PROVIDED PASSAGE:
============================================================

DEBIT SPREADS VS CREDIT SPREADS

Intermediate6 min

Plain English

Think of two neighboring parking spaces. A debit spread is like renting the prime space for $10 and subletting the less convenient one for $6 — you're out a net $4 and hope demand rises so the price gap widens in your favor. A credit spread reverses the roles: you lease out the prime space for $10 and rent the cheaper one for $6, collecting $4 upfront. You profit if demand stays flat or falls and no one exercises the lease. In options terms, the 'spaces' are strikes, the 'rents' are premiums, and the changing gap between them is the spread's mark-to-market value.

Going deeper

A vertical spread pairs one long and one short option of the same type and expiration but different strikes. Debit spread: buy the higher-priced leg, sell the lower-priced leg → net cash outflow. Credit spread: sell the higher-priced leg, buy the lower-priced leg → net cash inflow. Let W = strike width, D = debit paid, C = credit received. Debit spread: Max Loss = D, Max Profit = W − D, Breakeven = Long-leg strike ± D. Credit spread: Max Profit = C, Max Loss = W − C, Breakeven = Short-leg strike ± C (add for calls, subtract for puts). Theta: debit spreads are negative theta (need expansion to profit), credit spreads are positive theta (benefit from time decay). Delta aligns with directional bias: a bull call debit and bull put credit both carry positive delta, making them directionally equivalent even though one pays you and one costs you.

============================================================

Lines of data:

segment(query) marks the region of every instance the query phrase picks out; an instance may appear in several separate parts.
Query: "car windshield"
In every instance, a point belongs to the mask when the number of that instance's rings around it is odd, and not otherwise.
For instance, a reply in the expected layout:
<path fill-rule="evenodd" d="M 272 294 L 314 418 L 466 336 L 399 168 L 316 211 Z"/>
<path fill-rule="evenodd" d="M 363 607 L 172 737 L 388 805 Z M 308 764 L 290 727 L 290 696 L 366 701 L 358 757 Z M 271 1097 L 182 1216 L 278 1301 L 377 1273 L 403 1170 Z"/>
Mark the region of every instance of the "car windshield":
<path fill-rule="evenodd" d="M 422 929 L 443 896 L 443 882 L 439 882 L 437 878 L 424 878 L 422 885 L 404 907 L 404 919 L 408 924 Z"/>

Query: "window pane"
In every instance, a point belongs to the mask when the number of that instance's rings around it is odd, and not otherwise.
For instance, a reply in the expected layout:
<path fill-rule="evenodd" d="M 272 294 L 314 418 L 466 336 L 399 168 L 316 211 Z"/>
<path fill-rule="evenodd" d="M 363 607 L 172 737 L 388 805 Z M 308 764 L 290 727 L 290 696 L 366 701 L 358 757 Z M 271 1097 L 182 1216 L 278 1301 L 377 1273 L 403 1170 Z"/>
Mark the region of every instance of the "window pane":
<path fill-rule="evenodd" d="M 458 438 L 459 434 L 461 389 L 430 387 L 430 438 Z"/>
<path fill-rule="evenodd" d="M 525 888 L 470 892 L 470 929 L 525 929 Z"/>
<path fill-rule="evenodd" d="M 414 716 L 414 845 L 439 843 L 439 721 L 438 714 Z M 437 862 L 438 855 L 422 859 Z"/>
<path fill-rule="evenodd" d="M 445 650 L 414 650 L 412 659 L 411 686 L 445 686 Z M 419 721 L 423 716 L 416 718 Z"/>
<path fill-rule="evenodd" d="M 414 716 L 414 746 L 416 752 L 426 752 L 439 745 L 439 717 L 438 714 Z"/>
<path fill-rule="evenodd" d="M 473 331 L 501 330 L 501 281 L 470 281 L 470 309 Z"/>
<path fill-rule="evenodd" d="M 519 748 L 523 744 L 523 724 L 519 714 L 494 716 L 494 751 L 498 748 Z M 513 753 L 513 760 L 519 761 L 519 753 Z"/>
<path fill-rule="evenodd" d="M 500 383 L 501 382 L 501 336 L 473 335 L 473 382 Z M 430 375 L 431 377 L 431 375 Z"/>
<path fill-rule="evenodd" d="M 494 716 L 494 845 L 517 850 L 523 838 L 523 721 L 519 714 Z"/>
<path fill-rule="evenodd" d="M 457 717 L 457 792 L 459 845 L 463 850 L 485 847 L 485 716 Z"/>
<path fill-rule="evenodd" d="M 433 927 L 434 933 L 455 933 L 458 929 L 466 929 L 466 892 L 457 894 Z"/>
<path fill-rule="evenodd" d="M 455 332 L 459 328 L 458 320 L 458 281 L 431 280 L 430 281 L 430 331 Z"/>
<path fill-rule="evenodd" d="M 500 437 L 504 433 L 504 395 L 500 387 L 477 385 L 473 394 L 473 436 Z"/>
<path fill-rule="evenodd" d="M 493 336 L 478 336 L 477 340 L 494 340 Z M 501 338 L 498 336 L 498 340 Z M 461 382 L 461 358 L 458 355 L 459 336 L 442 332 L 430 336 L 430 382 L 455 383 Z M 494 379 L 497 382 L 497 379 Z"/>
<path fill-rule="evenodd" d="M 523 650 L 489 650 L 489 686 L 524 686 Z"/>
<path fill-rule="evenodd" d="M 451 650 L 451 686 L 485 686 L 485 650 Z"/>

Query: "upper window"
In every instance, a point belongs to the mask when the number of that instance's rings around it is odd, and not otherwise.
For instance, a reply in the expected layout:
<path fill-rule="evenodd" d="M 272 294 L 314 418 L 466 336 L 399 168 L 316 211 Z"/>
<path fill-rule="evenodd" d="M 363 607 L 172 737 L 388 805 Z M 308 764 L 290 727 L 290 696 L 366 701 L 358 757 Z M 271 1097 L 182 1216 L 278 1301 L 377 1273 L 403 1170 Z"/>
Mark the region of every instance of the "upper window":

============================================================

TASK REQUIREMENTS:
1 – What kind of theta do credit spreads carry, according to the explainer on debit and credit spreads?
2 – Please rewrite the explainer on debit and credit spreads between "Think of two" and "spread's mark-to-market value.", inclusive, with "prime" changed to "choice".
3 – Decide whether each statement agrees with the explainer on debit and credit spreads, and quote the words that settle it: (a) A debit spread produces a net cash outflow. (b) Debit spreads benefit from time decay. (c) A bull call debit spread carries negative delta.
The records are separate material from the explainer on debit and credit spreads.

ANSWERS IN ORDER:
1 – Positive theta, meaning they benefit from time decay.

2 –
Think of two neighboring parking spaces. A debit spread is like renting the choice space for $10 and subletting the less convenient one for $6 — you're out a net $4 and hope demand rises so the price gap widens in your favor. A credit spread reverses the roles: you lease out the choice space for $10 and rent the cheaper one for $6, collecting $4 upfront. You profit if demand stays flat or falls and no one exercises the lease. In options terms, the 'spaces' are strikes, the 'rents' are premiums, and the changing gap between them is the spread's mark-to-market value.

3 –
(a) Yes: "Debit spread: buy the higher-priced leg, sell the lower-priced leg → net cash outflow."
(b) No: "debit spreads are negative theta (need expansion to profit)"
(c) No: "a bull call debit and bull put credit both carry positive delta"